The Army’s Next Fighting Vehicle Will Be a Troop Carrier

The U.S. Army is concentrating its efforts on fielding a new infantry fighting vehicle. The new vehicle will replace the M2 Bradley, first fielded in 1981. The vehicle will incorporate new technologies that the Army has increasingly had to bolt onto the older vehicle, as well as be more lethal and survivable against modern threats.
The M2 Bradley infantry fighting vehicle was introduced in 1981 as a new type of vehicle, the infantry fighting vehicle (IFV). Unlike the earlier armored personnel carrier, a lightly armored and lightly armed vehicle which merely dropped off infantry troops at the edge of the battlefield, the infantry fighting vehicle was meant to carry troops into combat. Keeping soldiers onboard preserved a unit’s mobility, making mechanized units more agile and better able to respond to the fast-moving battlefield.
U.S. troops dismount from the back of a M2 Bradley. U.S. Army photo by Pfc. Shelton SmithPhoto by: U.S. Army Pfc. Shelton Smith
The Bradley aged well over the past four decades, fighting in the 1991 Persian Gulf War and the 2003 Invasion of Iraq. But military technology has changed over the decades and it’s not easy to retrofit armored vehicles with new tech. Upgrades over the years have included improved armor, fire control and a new navigation system. Still, the Bradley is still limited to carrying seven dismounted soldiers (six until the Army rejiggered the interior to install a seventh, awkward-facing seat), has the same 25-millimeter chain gun, and carries two TOW anti-tank missiles.

> _Required actions_:
a - Answer these questions about the article on the Army's new infantry fighting vehicle:
(i) What did the earlier armored personnel carrier do with infantry troops?
(ii) In which two conflicts did the Bradley fight?
(iii) How many TOW anti-tank missiles does the Bradley carry?
b - Write the next part of the article on the Army's new infantry fighting vehicle, beginning right after its last sentence.

> _Source data_:
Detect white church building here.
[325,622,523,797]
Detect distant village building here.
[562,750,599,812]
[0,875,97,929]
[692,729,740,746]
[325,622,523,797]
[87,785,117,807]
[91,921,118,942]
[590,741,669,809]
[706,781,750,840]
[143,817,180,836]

> _Results for the exercise_:
a -
(i) It dropped them off at the edge of the battlefield.
(ii) The 1991 Persian Gulf War and the 2003 Invasion of Iraq.
(iii) Two.

b -
A new infantry fighting vehicle would ideally carry more nine or more soldiers–a standard six man dismounted infantry squad plus an attached Javelin anti-tank missile team, machine gun team, anti-defense/anti-drone team, or air and artillery controllers. It would mount a heavier gun, probably a 40-millimeter gun firing compact case telescoped rounds, and mount smaller, lighter Javelin anti-tank missiles instead of the older TOW. It would be armored against 40-millimeter guns and buried improved explosive devices, and feature an active protection system designed to detect, track, and shoot down incoming rockets, anti-tank missiles, and even anti-tank shells.
This is the Army’s third try at developing a Bradley replacement. The first effort, Future Combat Systems, ran from 1999 until cancellation in 2008. The Army spent a staggering $18.1 billion without fielding a single vehicle. A follow-on program, the Ground Combat Vehicle, scaled back plans from an entire family of armored vehicles to just replacing the M2 Bradley. The concept vehicle, with its many jutting antennas looked like the car that Homer Simpson designed. That was cancelled in 2014.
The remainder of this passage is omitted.